Source data Start Marker
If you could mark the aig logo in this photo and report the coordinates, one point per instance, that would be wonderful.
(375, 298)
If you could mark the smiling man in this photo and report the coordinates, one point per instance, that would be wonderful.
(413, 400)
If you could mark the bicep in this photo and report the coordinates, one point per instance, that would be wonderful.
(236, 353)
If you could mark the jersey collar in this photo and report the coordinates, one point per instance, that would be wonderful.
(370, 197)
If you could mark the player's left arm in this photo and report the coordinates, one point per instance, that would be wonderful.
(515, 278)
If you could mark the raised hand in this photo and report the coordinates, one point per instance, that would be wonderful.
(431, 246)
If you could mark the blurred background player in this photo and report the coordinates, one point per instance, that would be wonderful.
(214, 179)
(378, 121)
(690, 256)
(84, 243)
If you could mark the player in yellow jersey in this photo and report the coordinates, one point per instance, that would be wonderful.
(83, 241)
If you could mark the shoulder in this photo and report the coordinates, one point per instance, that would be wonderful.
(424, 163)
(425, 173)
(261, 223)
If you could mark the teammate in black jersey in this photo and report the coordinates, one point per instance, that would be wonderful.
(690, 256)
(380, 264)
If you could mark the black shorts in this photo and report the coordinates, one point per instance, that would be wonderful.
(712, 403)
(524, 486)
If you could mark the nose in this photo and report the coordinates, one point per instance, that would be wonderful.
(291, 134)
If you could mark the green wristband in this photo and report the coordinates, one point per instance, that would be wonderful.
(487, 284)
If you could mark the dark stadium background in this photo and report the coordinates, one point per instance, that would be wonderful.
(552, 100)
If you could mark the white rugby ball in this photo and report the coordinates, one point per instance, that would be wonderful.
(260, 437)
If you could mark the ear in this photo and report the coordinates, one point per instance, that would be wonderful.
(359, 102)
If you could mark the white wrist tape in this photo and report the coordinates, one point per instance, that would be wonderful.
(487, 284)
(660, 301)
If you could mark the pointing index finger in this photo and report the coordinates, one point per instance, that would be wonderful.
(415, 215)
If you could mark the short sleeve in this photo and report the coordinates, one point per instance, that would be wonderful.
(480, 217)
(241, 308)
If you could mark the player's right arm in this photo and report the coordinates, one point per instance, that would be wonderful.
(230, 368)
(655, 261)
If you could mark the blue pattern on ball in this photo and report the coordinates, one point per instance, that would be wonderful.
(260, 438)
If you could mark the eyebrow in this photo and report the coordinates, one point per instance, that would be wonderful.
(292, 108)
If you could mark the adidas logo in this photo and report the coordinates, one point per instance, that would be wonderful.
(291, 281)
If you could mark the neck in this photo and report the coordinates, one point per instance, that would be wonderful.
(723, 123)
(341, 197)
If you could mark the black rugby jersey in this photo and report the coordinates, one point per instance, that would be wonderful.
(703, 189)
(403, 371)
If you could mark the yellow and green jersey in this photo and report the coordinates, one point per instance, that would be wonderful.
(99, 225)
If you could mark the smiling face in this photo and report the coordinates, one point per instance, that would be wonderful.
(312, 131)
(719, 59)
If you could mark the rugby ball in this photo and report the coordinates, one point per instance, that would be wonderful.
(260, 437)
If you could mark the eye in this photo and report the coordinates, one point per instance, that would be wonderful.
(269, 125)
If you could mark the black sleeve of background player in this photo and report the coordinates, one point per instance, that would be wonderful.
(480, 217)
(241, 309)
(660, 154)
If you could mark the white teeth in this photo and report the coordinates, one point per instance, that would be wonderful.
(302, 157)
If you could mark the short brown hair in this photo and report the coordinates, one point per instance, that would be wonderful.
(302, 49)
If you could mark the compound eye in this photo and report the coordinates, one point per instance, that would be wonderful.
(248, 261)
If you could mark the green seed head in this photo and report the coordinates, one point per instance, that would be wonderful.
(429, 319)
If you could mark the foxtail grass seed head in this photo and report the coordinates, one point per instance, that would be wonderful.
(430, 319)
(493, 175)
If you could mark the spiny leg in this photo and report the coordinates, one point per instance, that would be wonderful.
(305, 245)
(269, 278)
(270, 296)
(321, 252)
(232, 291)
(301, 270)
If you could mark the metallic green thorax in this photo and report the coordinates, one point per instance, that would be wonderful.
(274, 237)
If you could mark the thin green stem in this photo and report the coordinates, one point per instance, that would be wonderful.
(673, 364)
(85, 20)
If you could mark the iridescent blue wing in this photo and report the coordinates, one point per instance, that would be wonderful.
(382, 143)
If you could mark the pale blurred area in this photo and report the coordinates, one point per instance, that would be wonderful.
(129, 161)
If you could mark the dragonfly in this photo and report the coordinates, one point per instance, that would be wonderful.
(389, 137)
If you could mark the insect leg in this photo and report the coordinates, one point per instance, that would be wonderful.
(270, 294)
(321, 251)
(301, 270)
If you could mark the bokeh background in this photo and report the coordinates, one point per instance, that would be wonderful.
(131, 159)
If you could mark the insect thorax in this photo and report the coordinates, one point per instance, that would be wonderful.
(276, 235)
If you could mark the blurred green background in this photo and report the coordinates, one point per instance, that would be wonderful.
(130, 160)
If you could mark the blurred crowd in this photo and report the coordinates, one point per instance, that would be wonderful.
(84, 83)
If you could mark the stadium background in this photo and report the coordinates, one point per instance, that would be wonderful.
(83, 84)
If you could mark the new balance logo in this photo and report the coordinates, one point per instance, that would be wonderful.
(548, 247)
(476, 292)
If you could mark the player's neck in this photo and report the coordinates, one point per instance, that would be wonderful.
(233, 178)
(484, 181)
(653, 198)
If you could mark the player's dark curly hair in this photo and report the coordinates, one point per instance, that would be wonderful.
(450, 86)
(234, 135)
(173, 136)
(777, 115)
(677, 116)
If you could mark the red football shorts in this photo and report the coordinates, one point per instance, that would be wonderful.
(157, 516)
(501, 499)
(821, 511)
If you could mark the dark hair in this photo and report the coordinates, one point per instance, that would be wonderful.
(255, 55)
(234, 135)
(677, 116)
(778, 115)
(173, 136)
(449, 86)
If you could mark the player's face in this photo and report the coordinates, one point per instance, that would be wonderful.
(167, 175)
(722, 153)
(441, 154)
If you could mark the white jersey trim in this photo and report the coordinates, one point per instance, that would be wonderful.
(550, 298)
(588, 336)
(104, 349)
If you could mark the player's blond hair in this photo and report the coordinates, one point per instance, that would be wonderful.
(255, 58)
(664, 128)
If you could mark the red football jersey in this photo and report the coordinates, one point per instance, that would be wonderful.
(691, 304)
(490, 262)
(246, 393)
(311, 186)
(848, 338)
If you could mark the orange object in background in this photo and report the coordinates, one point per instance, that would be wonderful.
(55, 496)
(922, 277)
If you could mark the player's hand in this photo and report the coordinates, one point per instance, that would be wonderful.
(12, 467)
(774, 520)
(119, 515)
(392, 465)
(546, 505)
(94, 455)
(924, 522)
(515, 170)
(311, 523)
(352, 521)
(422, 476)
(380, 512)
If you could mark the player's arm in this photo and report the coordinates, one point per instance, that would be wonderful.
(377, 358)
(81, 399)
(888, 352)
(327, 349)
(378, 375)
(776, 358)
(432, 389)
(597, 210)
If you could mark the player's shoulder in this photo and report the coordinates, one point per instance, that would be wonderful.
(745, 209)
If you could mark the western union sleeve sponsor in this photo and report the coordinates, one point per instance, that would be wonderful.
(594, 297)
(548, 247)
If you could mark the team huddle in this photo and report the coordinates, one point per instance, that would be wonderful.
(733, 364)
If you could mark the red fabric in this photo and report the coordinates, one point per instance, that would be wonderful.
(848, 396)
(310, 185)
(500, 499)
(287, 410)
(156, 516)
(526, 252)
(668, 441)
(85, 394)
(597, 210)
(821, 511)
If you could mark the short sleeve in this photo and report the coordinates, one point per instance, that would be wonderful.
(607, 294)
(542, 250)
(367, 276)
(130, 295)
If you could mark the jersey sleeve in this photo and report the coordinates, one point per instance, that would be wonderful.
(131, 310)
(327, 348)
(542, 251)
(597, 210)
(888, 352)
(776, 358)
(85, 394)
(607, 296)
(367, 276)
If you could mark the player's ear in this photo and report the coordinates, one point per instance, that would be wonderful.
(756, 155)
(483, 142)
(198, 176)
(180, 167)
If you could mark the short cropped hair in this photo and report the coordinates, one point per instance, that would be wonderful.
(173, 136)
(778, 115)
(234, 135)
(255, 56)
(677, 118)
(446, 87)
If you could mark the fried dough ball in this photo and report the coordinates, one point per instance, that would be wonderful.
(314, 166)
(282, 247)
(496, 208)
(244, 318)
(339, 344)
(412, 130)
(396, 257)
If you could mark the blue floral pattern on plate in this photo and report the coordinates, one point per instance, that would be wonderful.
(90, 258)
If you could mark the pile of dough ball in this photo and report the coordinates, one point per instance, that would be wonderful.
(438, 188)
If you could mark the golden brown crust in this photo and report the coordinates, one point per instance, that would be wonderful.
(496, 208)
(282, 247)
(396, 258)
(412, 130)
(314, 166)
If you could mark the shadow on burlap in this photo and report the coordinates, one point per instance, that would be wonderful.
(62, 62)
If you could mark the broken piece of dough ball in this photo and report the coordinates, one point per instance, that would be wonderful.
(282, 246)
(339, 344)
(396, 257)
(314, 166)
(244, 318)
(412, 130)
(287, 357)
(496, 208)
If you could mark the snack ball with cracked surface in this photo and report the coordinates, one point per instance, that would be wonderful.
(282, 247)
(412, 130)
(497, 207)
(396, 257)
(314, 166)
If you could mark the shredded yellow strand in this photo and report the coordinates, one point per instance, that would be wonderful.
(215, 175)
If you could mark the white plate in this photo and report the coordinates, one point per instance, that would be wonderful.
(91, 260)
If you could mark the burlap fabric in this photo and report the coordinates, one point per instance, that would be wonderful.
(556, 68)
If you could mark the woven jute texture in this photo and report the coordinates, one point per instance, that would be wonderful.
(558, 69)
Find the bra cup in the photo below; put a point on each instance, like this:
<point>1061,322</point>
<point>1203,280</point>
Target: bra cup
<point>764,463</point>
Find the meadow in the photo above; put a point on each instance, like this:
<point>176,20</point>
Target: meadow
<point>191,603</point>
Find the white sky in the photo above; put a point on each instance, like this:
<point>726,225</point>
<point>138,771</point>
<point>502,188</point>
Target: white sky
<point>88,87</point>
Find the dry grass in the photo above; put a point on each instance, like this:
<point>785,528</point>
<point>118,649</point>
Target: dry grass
Source data End Marker
- **Directions for this task**: Your answer should hold every line of the entries that contains the string "Find".

- **Reply to the task**:
Find the bra cup in the photo below; put a point on each instance, like this:
Find the meadow in the photo above; put a point on each instance, like this:
Find the white sky in the photo above; put a point on each instance, like this:
Find the dry grass in the photo above; put a point on each instance, like this:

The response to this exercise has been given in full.